She entered the Congregation of the Sisters of Compassion in Marseille. A sister, Marie, was appointed as her companion.  After a stay in their convent of Cephalonia, Greece where she and Sister Marie went to open an orphanage, and a short sojourn at the Carmelite convent of Marseille, she returned to the Sisters of Compassion for a brief period.  In October 1864 she was admitted as a novice on condition she kept her identity secret. But she was recognized and her identity was no longer secret. In early 1867 she was officially released from the order and she and her companion then went, following a short stay at Corps and La Salette, to live at Castellamare near Naples in Italy, where she was welcomed by the local bishop. She resided there seventeen years and wrote down her secret, including the rule for a future religious foundation.

In 1873, Calvat wrote her personal message down again, with the imprimatur of Sisto Riario Sforza, Cardinal Archbishop of Naples. Meanwhile, religious orders were being formed at La Salette, under the auspices of the local bishop, of Grenoble. These were to provide for the pilgrims and spread the message of the vision. Mélanie Calvat claimed she had been authorized by apparition to provide the names of these orders, their rules and their habits.  The one for men was to be entitled Order of the Apostles of the Last Days, the one for the women the Order of the Mother of God. When the bishop refused her demands, she appealed to the Pope and was granted an interview. Mélanie Calvat was received by Pope Leo XIII in a private audience on 3 December 1878.

The message was officially published by Mélanie Calvat herself on 15 November 1879 and received the imprimatur of Mgr. Salvatore Luigi Zola, bishop of Lecce near Naples (who had protected and assisted Calvat in his diocese) under the title Apparition of the Blessed Virgin on the Mountain of La Salette. As a consequence of this publication, a historical dispute on the extent of the secret began, which lasts until today.

Calvat's anti-Masonic and apocalyptic pronouncements prompted a reaction. In 1880, the bishop of Troyes denounced the Lecce book to the Congregation of the Holy Office, and in turn Prospero Caterini, Cardinal Secretary of the Congregation of the Holy Office, wrote back to him, in August 1880 saying that the Holy Office was displeased with the publication of this book, and wished copies withdrawn from circulation. The letter was passed on to the Bishop of Nîmes, and later that autumn portions of it were published. It is not clear whether Caterini's letter was personal correspondence or represented an official condemnation. The Vatican later put this book on the Index of Prohibited Books.

Mélanie Calvat moved to Cannes in the south of France, from where she travelled to Chalon-sur-Saône, seeking to found a community with the sponsorship of the Canon de Brandt of Amiens.  Eventually she entered into litigation with Bishop Perraud, the ordinary of Autun over an inheritance given to support this foundation.

» **Rows**:
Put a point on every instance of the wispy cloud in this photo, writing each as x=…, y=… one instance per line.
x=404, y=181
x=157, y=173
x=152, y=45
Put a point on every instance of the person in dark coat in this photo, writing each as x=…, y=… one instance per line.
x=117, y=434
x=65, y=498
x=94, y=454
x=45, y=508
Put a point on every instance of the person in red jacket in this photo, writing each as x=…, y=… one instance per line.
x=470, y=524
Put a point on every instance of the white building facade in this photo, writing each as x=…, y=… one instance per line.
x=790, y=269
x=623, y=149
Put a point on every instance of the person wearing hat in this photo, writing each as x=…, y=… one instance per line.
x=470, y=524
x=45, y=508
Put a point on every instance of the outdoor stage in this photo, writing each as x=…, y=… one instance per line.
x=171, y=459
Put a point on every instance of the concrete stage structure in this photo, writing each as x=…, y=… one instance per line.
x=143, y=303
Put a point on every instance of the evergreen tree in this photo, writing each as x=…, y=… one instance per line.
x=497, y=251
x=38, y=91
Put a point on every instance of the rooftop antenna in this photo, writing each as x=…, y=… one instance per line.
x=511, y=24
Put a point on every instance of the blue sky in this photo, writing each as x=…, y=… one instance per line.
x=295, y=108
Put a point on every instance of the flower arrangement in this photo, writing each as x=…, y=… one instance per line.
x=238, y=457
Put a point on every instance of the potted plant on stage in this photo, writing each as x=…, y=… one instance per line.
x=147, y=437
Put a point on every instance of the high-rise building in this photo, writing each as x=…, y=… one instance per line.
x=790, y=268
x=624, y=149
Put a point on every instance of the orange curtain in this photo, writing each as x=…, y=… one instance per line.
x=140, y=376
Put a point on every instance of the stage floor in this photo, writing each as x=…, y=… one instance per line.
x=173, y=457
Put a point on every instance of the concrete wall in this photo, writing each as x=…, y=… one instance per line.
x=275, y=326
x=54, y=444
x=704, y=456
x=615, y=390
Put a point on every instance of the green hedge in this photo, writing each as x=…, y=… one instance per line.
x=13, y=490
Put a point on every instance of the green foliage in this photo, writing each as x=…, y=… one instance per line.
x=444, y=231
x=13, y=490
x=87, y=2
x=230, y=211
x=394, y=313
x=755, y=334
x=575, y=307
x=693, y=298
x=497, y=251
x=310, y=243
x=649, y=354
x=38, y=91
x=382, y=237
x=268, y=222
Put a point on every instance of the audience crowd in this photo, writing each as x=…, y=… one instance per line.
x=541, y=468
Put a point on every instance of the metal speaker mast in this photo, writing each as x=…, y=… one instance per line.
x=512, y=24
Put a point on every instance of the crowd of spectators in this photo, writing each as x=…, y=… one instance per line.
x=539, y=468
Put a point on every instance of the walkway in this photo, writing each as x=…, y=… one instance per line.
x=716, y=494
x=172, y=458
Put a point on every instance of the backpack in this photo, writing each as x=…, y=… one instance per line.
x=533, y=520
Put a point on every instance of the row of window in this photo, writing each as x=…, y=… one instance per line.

» **Short task**: From the passage on Mélanie Calvat, copy out word for word the part from "The message was" to "lasts until today.".

» **Task result**:
The message was officially published by Mélanie Calvat herself on 15 November 1879 and received the imprimatur of Mgr. Salvatore Luigi Zola, bishop of Lecce near Naples (who had protected and assisted Calvat in his diocese) under the title Apparition of the Blessed Virgin on the Mountain of La Salette. As a consequence of this publication, a historical dispute on the extent of the secret began, which lasts until today.